SOURCE MATERIAL:
_ _ _ _

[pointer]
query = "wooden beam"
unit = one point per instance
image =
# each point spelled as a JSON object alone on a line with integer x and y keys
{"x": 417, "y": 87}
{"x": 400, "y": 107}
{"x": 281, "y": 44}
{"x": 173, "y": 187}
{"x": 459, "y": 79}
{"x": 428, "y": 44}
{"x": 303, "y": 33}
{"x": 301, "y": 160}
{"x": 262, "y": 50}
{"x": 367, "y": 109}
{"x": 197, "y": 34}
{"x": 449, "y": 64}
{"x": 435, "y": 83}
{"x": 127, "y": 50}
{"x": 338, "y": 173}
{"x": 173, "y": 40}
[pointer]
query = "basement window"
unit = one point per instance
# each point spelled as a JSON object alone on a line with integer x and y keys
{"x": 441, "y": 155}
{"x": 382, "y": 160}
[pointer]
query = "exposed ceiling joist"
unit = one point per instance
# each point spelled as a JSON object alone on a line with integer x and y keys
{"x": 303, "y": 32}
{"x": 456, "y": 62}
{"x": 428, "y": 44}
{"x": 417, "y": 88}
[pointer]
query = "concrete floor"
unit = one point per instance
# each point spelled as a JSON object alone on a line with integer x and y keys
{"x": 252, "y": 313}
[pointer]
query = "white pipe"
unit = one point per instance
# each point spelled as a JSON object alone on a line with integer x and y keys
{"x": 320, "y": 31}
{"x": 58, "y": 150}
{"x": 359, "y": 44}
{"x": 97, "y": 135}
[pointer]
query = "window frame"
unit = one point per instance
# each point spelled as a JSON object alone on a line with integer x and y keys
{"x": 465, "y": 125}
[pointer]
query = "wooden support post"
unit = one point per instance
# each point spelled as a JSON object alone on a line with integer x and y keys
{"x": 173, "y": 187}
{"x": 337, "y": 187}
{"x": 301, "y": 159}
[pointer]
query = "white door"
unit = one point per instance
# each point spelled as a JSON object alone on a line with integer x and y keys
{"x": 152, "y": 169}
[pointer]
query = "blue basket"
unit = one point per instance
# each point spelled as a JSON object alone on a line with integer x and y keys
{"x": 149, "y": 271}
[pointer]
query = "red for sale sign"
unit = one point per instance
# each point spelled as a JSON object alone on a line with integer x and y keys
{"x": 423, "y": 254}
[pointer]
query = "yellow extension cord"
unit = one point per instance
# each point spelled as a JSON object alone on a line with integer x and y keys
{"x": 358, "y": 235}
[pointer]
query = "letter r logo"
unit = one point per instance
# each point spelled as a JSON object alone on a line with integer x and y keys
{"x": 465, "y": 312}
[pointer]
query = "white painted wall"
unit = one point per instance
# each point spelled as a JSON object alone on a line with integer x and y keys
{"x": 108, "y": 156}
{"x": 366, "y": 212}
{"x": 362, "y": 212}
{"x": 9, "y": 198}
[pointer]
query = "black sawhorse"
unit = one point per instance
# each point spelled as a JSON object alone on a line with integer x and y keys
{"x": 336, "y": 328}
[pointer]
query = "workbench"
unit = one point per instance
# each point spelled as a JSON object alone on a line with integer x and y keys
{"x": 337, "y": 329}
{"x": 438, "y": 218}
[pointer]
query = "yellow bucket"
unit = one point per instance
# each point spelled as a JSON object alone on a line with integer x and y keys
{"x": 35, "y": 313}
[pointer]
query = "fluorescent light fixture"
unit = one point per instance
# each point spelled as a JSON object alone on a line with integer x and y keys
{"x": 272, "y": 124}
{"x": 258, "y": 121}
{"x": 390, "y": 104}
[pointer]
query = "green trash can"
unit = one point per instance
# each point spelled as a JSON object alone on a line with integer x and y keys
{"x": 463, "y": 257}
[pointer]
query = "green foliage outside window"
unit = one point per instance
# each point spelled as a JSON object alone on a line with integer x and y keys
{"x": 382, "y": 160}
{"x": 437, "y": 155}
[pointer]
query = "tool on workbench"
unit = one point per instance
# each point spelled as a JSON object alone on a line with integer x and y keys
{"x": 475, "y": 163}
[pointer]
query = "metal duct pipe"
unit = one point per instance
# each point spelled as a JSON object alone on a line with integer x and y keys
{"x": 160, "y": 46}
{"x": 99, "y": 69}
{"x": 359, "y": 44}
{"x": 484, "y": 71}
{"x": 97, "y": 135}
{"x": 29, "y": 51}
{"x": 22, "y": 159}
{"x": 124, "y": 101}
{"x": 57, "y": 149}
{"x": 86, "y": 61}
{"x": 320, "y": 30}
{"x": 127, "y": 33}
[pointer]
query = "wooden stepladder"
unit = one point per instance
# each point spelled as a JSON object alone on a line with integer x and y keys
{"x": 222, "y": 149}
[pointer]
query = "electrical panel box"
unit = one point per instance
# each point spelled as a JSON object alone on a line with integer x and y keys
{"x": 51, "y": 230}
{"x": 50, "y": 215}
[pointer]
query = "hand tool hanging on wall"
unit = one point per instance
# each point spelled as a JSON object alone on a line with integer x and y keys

_ _ _ _

AIM OF THE EXERCISE: Extract every line above exactly as it stands.

TASK SOLUTION:
[pointer]
query = "wooden beam"
unit = one point per instance
image =
# each point spelled as a JSON object alone on a line with integer x and y keys
{"x": 417, "y": 87}
{"x": 400, "y": 107}
{"x": 281, "y": 44}
{"x": 173, "y": 187}
{"x": 459, "y": 79}
{"x": 428, "y": 44}
{"x": 303, "y": 33}
{"x": 301, "y": 160}
{"x": 262, "y": 50}
{"x": 367, "y": 109}
{"x": 197, "y": 34}
{"x": 449, "y": 64}
{"x": 435, "y": 83}
{"x": 127, "y": 50}
{"x": 338, "y": 173}
{"x": 173, "y": 40}
[pointer]
query = "basement window"
unit = one point per instance
# each point spelled as a JSON object alone on a line with integer x and y keys
{"x": 441, "y": 155}
{"x": 382, "y": 160}
[pointer]
query = "exposed ceiling joist"
unit = one point per instance
# each point spelled as a JSON object alone on a line with integer x and y keys
{"x": 303, "y": 32}
{"x": 456, "y": 62}
{"x": 428, "y": 44}
{"x": 417, "y": 88}
[pointer]
query = "concrete floor"
unit = one point per instance
# each point spelled as a JSON object alone on a line with integer x and y keys
{"x": 252, "y": 313}
[pointer]
query = "white pipe"
unit = one point per instance
# each point spelled as a JSON object alone on a line with integer x and y keys
{"x": 320, "y": 31}
{"x": 58, "y": 150}
{"x": 359, "y": 44}
{"x": 97, "y": 135}
[pointer]
query = "window frame"
unit = one point per instance
# each point spelled as a JSON object alone on a line with integer x and y keys
{"x": 465, "y": 125}
[pointer]
query = "wooden support post"
unit = one point per instance
# each point spelled as a JSON object alone on a line with integer x and y keys
{"x": 173, "y": 187}
{"x": 337, "y": 187}
{"x": 301, "y": 159}
[pointer]
query = "white door"
unit = one point per instance
# each point spelled as a JSON object alone on a line with integer x and y keys
{"x": 152, "y": 169}
[pointer]
query = "blue basket"
unit = one point per instance
# each point spelled as a JSON object alone on a line with integer x and y keys
{"x": 149, "y": 271}
[pointer]
query = "red for sale sign"
unit = one point per instance
# each point spelled as a JSON object alone on a line with integer x and y keys
{"x": 423, "y": 254}
[pointer]
query = "yellow extension cord"
unit = one point per instance
# each point spelled as a JSON object alone on a line with integer x and y keys
{"x": 358, "y": 235}
[pointer]
query = "letter r logo"
unit = one point per instance
# each point spelled as a JSON object alone on a line with integer x and y keys
{"x": 465, "y": 312}
[pointer]
query = "white painted wall"
unit = one point per instance
# each point spelled as a JSON object alone on a line with integer x and y keys
{"x": 108, "y": 156}
{"x": 366, "y": 212}
{"x": 362, "y": 212}
{"x": 9, "y": 198}
[pointer]
query = "black sawhorse"
unit = one point per instance
# each point spelled as a JSON object alone on a line with integer x and y keys
{"x": 336, "y": 328}
[pointer]
query = "workbench"
unit = one point per instance
# each point spelled as a JSON object alone on a line with integer x and y keys
{"x": 337, "y": 329}
{"x": 438, "y": 218}
[pointer]
query = "yellow bucket"
unit = one point per instance
# each point spelled as a JSON object alone on a line with integer x and y keys
{"x": 35, "y": 313}
[pointer]
query = "fluorescent light fixture"
unit = one point per instance
# each point spelled as a JSON object alone on a line with integer x and y keys
{"x": 272, "y": 124}
{"x": 258, "y": 121}
{"x": 390, "y": 104}
[pointer]
query = "green trash can"
unit = one point per instance
# each point spelled as a JSON object alone on a line with integer x and y keys
{"x": 463, "y": 257}
[pointer]
query = "green foliage outside window"
unit = one point per instance
# each point spelled as a JSON object alone on a line with integer x and y keys
{"x": 382, "y": 160}
{"x": 437, "y": 155}
[pointer]
query = "tool on workbench"
unit = one point per instance
# each point spelled as a JSON object alone on a line with integer x and y keys
{"x": 475, "y": 163}
[pointer]
query = "metal duct pipe"
unit = one point per instance
# each point spelled as a JSON object alone on a line with integer x and y keys
{"x": 160, "y": 46}
{"x": 99, "y": 69}
{"x": 359, "y": 44}
{"x": 484, "y": 71}
{"x": 97, "y": 135}
{"x": 29, "y": 51}
{"x": 22, "y": 159}
{"x": 124, "y": 101}
{"x": 57, "y": 149}
{"x": 86, "y": 61}
{"x": 320, "y": 30}
{"x": 127, "y": 33}
[pointer]
query = "wooden stepladder"
unit = one point per instance
# each point spelled as a JSON object alone on a line with integer x and y keys
{"x": 222, "y": 149}
[pointer]
query = "electrical panel box"
unit = one point per instance
# each point spelled as a JSON object alone on a line with integer x and y keys
{"x": 51, "y": 230}
{"x": 50, "y": 215}
[pointer]
query = "hand tool hanging on wall"
unit = one point per instance
# each point spelled as a JSON object alone on a line with integer x and y keys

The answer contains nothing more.